[Activity]:
Write out the line with "Where can the tall" and each line after it to the end of the material, exactly as they appear and with nothing else.

------ Task inputs ------

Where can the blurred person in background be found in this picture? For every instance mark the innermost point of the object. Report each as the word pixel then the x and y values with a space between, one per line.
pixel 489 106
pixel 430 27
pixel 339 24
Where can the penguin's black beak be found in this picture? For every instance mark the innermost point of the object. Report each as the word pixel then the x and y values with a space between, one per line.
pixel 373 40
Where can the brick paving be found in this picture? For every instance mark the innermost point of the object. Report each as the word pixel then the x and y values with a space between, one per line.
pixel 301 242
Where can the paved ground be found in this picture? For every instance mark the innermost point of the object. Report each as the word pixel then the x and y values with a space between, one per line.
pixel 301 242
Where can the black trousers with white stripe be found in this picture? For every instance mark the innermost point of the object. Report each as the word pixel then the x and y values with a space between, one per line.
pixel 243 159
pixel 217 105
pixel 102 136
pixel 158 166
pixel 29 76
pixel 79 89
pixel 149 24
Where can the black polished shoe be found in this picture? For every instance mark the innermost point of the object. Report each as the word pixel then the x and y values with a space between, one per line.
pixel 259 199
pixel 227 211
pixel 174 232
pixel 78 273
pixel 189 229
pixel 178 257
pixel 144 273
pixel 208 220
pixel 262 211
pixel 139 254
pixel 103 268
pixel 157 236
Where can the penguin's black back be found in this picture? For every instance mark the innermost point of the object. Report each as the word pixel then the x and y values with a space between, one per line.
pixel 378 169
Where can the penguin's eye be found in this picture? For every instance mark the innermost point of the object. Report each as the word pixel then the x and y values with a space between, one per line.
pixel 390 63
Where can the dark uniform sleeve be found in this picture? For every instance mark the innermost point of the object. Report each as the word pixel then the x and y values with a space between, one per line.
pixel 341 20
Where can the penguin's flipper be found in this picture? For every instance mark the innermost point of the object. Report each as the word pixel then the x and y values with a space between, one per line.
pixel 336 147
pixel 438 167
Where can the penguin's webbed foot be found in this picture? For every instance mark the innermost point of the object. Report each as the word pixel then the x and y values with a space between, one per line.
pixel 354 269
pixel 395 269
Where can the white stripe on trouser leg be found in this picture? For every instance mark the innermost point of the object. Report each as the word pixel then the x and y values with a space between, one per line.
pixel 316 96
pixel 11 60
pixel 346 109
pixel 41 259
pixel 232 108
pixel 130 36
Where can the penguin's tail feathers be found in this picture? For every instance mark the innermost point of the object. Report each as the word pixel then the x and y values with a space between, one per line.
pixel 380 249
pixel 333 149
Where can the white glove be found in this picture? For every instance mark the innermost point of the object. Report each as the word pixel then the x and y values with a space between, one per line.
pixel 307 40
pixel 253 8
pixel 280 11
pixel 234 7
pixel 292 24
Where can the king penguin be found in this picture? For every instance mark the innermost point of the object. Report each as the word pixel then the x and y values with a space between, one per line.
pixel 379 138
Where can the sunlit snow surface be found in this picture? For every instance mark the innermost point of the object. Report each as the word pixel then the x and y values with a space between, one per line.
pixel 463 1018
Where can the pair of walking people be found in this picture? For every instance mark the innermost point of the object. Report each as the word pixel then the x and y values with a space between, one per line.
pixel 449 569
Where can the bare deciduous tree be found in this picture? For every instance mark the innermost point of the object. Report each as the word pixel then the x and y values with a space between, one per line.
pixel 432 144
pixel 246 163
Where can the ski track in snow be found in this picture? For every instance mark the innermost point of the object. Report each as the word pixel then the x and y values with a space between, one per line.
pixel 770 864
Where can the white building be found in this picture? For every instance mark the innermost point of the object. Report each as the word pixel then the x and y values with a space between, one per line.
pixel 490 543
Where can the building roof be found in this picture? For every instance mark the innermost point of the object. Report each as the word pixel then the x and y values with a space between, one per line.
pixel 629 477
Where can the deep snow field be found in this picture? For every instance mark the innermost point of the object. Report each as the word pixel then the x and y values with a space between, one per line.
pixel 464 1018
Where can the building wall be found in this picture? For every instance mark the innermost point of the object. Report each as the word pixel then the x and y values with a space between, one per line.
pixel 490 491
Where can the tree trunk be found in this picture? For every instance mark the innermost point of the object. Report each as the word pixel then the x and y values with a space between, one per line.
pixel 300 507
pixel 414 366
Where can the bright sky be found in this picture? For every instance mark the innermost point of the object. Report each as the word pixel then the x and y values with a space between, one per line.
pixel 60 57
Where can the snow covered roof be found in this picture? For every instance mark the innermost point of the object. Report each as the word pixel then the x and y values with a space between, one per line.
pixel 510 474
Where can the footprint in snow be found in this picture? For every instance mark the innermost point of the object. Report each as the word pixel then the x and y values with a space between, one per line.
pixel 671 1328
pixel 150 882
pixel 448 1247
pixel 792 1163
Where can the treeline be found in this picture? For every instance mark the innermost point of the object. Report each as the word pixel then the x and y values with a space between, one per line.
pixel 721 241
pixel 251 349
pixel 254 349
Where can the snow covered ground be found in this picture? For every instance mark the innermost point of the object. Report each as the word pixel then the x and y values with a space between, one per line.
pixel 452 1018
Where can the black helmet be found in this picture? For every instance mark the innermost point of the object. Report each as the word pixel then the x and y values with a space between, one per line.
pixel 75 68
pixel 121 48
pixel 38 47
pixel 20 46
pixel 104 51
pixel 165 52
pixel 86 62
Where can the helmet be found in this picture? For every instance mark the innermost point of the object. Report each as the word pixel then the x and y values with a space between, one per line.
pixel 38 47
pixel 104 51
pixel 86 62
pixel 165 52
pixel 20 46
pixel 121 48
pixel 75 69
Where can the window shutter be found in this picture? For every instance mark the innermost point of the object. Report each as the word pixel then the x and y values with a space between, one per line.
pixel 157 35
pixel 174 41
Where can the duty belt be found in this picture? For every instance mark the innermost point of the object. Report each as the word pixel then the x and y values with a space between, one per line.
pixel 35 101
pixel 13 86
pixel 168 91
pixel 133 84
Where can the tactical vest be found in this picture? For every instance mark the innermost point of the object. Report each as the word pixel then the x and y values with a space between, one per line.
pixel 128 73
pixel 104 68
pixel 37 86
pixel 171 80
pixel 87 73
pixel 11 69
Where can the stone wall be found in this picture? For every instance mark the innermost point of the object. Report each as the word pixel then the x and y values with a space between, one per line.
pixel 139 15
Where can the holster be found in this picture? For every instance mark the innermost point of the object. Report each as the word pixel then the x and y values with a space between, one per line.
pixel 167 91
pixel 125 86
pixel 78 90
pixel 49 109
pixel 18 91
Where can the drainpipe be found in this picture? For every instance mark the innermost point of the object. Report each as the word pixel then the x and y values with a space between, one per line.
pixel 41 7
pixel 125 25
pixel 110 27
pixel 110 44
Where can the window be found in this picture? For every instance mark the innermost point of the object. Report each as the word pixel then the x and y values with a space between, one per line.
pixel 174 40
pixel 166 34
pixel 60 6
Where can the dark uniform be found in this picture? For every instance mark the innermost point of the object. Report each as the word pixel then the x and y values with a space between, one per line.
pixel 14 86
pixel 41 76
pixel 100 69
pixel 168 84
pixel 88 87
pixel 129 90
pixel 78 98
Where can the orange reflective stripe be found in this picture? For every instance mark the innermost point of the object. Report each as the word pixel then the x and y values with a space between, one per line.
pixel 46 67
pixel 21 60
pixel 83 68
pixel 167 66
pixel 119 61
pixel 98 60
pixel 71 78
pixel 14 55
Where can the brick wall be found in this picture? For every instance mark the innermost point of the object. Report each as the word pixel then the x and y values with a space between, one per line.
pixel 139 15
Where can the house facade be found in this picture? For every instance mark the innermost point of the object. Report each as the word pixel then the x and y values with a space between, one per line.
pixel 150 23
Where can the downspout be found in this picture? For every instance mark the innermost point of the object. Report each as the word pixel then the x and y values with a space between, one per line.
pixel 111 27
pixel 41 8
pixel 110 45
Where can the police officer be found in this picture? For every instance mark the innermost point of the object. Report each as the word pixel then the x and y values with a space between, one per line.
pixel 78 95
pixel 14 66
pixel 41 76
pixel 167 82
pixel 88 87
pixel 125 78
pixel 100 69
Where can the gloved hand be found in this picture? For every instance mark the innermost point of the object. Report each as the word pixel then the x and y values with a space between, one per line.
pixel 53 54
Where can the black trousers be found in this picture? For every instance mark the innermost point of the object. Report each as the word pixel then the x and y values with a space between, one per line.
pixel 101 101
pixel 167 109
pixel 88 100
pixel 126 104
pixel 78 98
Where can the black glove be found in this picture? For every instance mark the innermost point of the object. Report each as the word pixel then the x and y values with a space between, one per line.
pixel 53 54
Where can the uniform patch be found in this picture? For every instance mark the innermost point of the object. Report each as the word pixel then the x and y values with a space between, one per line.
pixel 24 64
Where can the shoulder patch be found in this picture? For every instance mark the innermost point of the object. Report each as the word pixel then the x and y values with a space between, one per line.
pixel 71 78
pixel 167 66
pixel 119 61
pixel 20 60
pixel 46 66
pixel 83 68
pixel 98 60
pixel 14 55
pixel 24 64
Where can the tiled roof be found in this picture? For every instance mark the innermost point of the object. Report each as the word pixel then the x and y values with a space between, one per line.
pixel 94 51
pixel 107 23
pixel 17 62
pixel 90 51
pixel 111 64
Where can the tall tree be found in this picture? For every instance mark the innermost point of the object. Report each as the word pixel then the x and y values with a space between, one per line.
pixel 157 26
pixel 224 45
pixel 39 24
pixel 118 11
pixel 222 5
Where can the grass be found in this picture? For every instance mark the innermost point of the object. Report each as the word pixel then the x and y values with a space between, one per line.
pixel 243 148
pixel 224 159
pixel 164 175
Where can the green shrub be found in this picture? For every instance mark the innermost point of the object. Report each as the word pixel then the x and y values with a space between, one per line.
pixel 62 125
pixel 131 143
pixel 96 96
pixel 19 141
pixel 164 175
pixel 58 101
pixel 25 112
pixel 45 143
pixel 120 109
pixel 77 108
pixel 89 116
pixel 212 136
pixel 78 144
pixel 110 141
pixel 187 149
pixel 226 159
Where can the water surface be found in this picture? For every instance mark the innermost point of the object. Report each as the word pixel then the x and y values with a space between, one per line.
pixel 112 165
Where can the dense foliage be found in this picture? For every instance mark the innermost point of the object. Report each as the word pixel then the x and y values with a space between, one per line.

------

[Result below]:
Where can the tall tree be found in this picture? For every instance mark the innermost point of the object. Report each as the word pixel then the x and y values with a space between, one per line.
pixel 157 26
pixel 224 45
pixel 39 24
pixel 118 11
pixel 222 5
Where can the grass be found in this picture? For every instance mark the innermost point of the object. Report each as the word pixel then the x and y values with a space between, one per line.
pixel 243 148
pixel 224 159
pixel 164 175
Where can the green shrub be found in this picture? For every instance mark the innermost point of the object. Report each as the word pixel then the x and y values with a space between, one per line.
pixel 62 125
pixel 131 143
pixel 96 96
pixel 19 141
pixel 164 175
pixel 58 101
pixel 25 112
pixel 45 143
pixel 120 109
pixel 77 108
pixel 89 116
pixel 212 136
pixel 78 144
pixel 110 141
pixel 187 149
pixel 226 159
Where can the water surface be found in this picture? For every instance mark the innermost point of the object. Report each as the word pixel then the x and y values with a space between, one per line.
pixel 112 165
Where can the dense foliage be found in this picture? For every instance mark the innermost point of the object. Report each as the word pixel then the x and y values with a space between, one per line.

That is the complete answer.